### Details opgave
Kun je alle regels hieronder omzetten in een JSON-lijst van strings, met één string per regel en zonder lege regels?

### Overzicht
┄┄┄┄┄┄

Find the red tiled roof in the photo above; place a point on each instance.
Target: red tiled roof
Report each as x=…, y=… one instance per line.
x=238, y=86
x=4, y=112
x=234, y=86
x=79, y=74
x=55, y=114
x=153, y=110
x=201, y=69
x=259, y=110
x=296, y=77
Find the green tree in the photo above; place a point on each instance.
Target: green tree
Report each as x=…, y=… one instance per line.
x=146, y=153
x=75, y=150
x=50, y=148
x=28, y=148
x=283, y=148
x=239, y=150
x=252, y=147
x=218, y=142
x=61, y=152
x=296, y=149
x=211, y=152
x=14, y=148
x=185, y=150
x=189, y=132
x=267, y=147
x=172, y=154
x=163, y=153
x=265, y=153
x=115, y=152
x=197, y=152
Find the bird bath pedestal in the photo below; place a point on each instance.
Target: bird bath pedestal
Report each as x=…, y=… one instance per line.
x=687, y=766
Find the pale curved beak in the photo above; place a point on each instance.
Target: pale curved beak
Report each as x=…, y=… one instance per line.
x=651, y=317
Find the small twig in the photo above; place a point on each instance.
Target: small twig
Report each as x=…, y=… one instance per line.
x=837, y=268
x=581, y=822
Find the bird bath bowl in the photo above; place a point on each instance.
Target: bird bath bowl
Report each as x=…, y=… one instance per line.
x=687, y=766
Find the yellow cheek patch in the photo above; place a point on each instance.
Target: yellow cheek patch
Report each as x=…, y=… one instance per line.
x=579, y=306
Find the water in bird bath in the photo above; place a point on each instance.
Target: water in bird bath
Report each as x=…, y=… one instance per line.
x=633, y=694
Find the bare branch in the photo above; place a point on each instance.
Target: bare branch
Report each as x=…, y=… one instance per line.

┄┄┄┄┄┄

### Antwoord opgave
[
  "Find the red tiled roof in the photo above; place a point on each instance.",
  "Target: red tiled roof",
  "Report each as x=…, y=… one instance per line.",
  "x=238, y=86",
  "x=4, y=112",
  "x=234, y=86",
  "x=79, y=74",
  "x=55, y=114",
  "x=153, y=110",
  "x=201, y=69",
  "x=259, y=110",
  "x=296, y=77",
  "Find the green tree in the photo above; place a point on each instance.",
  "Target: green tree",
  "Report each as x=…, y=… one instance per line.",
  "x=146, y=153",
  "x=75, y=150",
  "x=50, y=148",
  "x=28, y=148",
  "x=283, y=148",
  "x=239, y=150",
  "x=252, y=147",
  "x=218, y=142",
  "x=61, y=152",
  "x=296, y=149",
  "x=211, y=152",
  "x=14, y=148",
  "x=185, y=150",
  "x=189, y=132",
  "x=267, y=147",
  "x=172, y=154",
  "x=163, y=153",
  "x=265, y=153",
  "x=115, y=152",
  "x=197, y=152",
  "Find the bird bath pedestal in the photo below; place a point on each instance.",
  "Target: bird bath pedestal",
  "Report each as x=…, y=… one instance per line.",
  "x=687, y=766",
  "Find the pale curved beak in the photo above; place a point on each instance.",
  "Target: pale curved beak",
  "Report each as x=…, y=… one instance per line.",
  "x=651, y=317",
  "Find the small twig in the photo above; place a point on each instance.",
  "Target: small twig",
  "Report each as x=…, y=… one instance per line.",
  "x=837, y=268",
  "x=581, y=822",
  "Find the bird bath bowl in the photo above; place a point on each instance.",
  "Target: bird bath bowl",
  "Report each as x=…, y=… one instance per line.",
  "x=687, y=766",
  "Find the yellow cheek patch in the photo above; place a point on each instance.",
  "Target: yellow cheek patch",
  "Report each as x=…, y=… one instance per line.",
  "x=579, y=306",
  "Find the water in bird bath in the photo above; place a point on each instance.",
  "Target: water in bird bath",
  "Report each as x=…, y=… one instance per line.",
  "x=633, y=694",
  "Find the bare branch in the photo above; place a point on each instance.",
  "Target: bare branch",
  "Report each as x=…, y=… one instance per line."
]